━━━ Record set ━━━

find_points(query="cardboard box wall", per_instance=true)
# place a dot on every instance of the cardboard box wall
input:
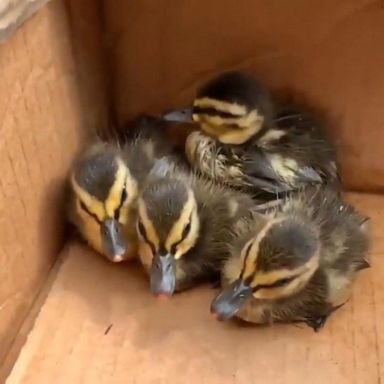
(54, 93)
(45, 113)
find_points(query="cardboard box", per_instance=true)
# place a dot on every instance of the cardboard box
(75, 67)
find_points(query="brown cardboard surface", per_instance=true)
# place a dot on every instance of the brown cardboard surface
(41, 125)
(14, 12)
(328, 51)
(100, 324)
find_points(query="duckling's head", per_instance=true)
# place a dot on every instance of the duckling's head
(104, 192)
(274, 265)
(168, 227)
(232, 107)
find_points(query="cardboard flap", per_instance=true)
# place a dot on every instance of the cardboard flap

━━━

Look through the entries for the string "true". Every line that has it belongs in the answer.

**Solution to this exercise**
find_points(query="cardboard box wall", per_instance=true)
find_points(query="cardboard box", per_instance=true)
find_points(query="brown cardboard surface", per_instance=true)
find_points(query="duckling's head", per_instance=true)
find_points(query="cardboard flap", per_instance=true)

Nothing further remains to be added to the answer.